## Quoted passage
▬▬▬

They got into heated arguments,
and bickering back and forth,
and moving out of one room
to the next.
It was just incident
after incident, so I told him
I didn't want to see him
anymore.
-(TENSE MUSIC PLAYING) ♪
-And when I told him that,
he wasn't happy.
He said something about my mom,
whom is deceased.
And that was the last straw.
I said, "Okay,
I'm gonna burn this trailer down
and send him back to Kentucky."
I was gonna get rid of him
one way or another.
The morning of the crime,
it was cold.
The warmest thing
that I had to put on
was a onesie,
a bull costume onesie.
INTERVIEWER:
(CHUCKLES)
Well, I may have exaggerated
just a little bit. (CHUCKLING)
The heist thing
it was kind of,
sort of a-- a disaster
(CAR DOOR CLOSING)
actually.
(QUIRKY MUSIC PLAYING) ♪
DERRICK: We did go over there,
but we weren't exactly
professionals.
(CLATTERING)
(ENGINE BACKFIRES)

▬▬▬

## Dataset content
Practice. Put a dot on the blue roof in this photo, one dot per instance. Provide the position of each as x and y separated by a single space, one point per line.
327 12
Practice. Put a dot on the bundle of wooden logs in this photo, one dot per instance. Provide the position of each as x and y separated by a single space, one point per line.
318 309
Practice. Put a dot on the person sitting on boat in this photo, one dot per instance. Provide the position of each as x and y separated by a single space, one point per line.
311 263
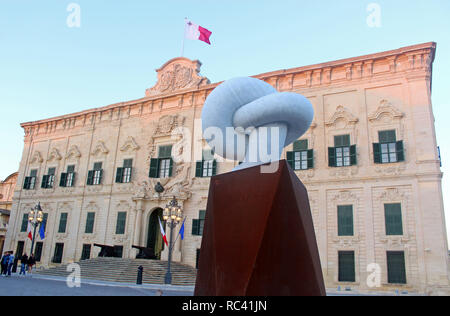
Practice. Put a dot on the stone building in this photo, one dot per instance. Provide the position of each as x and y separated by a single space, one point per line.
369 162
6 195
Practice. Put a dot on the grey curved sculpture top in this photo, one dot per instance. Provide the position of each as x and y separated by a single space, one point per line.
246 119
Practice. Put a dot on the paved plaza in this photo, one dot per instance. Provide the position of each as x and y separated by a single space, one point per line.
37 286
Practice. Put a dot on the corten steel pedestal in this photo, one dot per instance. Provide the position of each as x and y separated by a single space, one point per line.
258 238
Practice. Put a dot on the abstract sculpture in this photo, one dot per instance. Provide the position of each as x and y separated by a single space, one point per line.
256 111
258 237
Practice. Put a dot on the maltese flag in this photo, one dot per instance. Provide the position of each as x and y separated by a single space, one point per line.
29 228
196 32
163 233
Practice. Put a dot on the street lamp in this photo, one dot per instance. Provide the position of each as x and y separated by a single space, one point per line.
173 215
35 218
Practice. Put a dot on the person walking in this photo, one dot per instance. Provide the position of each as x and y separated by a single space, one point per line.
23 264
31 263
4 262
10 262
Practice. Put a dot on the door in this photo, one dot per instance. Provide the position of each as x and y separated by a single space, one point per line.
154 238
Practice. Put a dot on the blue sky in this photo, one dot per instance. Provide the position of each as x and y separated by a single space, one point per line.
48 69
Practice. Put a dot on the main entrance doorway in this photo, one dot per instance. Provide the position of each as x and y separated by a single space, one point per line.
154 238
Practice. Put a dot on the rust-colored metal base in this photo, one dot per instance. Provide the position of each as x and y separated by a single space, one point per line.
258 238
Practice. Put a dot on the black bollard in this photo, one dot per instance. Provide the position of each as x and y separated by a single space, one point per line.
140 272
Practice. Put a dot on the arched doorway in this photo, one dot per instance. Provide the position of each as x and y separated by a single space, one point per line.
154 237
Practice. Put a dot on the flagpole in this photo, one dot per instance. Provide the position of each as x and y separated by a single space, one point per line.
184 35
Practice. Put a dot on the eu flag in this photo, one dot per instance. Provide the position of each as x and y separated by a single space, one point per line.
182 230
42 230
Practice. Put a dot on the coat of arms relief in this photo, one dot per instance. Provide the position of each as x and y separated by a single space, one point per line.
176 74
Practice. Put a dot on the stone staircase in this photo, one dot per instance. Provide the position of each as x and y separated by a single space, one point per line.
125 270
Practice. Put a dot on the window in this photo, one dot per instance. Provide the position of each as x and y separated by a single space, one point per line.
57 257
345 220
86 252
24 226
393 219
90 219
198 224
30 182
346 266
121 221
388 150
68 178
207 166
62 223
123 174
301 158
396 267
49 179
162 166
342 154
95 176
38 251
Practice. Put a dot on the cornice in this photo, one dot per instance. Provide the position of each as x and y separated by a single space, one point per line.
356 68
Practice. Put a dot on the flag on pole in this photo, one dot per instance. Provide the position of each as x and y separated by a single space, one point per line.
42 230
29 228
196 32
181 232
163 232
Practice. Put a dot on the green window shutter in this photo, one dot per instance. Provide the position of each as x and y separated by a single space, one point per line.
345 220
393 218
90 180
154 166
310 159
44 183
199 169
331 157
170 167
396 267
376 153
214 167
290 158
63 180
26 184
121 222
300 145
119 175
195 227
353 160
90 223
24 226
400 151
346 266
62 223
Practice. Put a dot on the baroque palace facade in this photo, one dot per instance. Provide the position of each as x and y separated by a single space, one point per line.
369 161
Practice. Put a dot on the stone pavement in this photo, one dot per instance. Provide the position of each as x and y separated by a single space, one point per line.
56 286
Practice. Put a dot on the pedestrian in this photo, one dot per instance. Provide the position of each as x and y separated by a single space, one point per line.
23 264
31 263
4 262
10 262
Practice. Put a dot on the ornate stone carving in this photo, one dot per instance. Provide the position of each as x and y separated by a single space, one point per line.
176 74
385 107
129 145
73 153
36 158
342 113
54 155
100 149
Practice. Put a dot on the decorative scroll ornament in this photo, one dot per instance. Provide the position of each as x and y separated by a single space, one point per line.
178 73
342 113
54 155
384 108
100 148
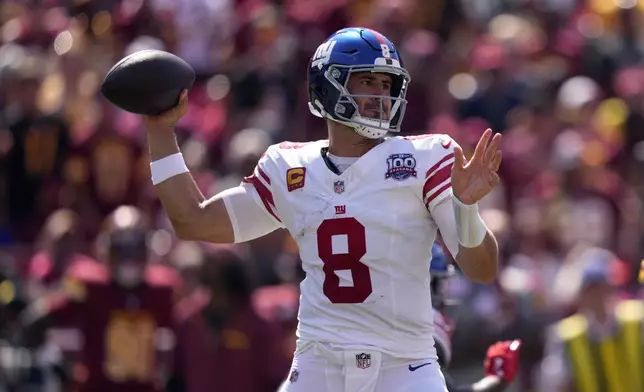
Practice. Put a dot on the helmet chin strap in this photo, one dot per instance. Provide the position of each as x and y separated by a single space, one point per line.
361 129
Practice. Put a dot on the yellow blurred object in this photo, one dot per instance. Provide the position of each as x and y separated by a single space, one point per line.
7 292
609 118
594 154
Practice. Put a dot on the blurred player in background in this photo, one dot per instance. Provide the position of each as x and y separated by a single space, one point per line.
363 209
113 318
223 343
502 360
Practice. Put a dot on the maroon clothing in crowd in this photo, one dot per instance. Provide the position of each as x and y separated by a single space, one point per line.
120 340
243 355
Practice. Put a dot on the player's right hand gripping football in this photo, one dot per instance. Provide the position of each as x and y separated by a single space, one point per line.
168 119
502 360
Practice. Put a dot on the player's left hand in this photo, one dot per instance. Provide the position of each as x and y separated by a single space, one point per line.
502 360
473 179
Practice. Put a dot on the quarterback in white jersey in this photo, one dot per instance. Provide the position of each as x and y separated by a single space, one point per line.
362 236
364 210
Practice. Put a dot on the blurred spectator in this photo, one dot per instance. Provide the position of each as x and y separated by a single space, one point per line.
113 317
223 342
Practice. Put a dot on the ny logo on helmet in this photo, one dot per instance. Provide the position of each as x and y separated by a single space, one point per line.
323 54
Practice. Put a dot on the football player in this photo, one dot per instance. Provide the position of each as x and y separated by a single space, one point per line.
113 320
502 360
363 209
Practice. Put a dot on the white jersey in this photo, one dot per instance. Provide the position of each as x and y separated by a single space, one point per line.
364 237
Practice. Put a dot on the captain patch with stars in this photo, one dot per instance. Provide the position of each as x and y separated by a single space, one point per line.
401 166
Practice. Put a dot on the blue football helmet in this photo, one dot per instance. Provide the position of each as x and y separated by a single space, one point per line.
441 272
352 50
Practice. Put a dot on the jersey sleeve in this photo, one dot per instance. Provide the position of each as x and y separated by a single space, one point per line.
438 186
251 206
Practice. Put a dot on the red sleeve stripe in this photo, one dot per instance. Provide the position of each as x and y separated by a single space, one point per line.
437 193
437 180
438 165
264 194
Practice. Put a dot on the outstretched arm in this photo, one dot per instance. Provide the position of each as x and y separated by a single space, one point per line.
233 215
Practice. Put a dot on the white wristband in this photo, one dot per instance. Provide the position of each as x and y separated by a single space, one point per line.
470 227
167 167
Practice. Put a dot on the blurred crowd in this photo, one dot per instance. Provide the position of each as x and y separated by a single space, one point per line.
562 80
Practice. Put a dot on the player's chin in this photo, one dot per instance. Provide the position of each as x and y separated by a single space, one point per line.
376 115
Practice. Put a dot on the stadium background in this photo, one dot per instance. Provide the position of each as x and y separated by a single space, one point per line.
561 79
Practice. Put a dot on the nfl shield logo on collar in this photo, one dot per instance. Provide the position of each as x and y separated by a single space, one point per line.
338 187
363 360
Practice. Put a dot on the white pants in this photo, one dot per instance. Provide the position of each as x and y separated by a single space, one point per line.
322 369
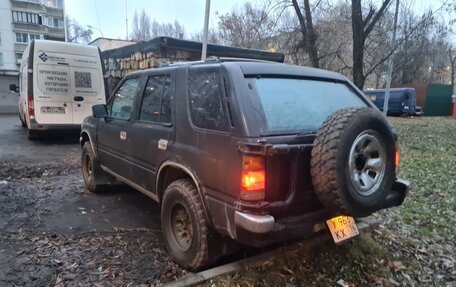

▬▬▬

## Set task
Using the transcript, explain in one to three sentences why the speaker wore a bull costume onesie on the morning of the crime. Draw only on the transcript, not on the material.

## Written response
It was cold that morning. The bull costume onesie was the warmest thing the speaker had to put on.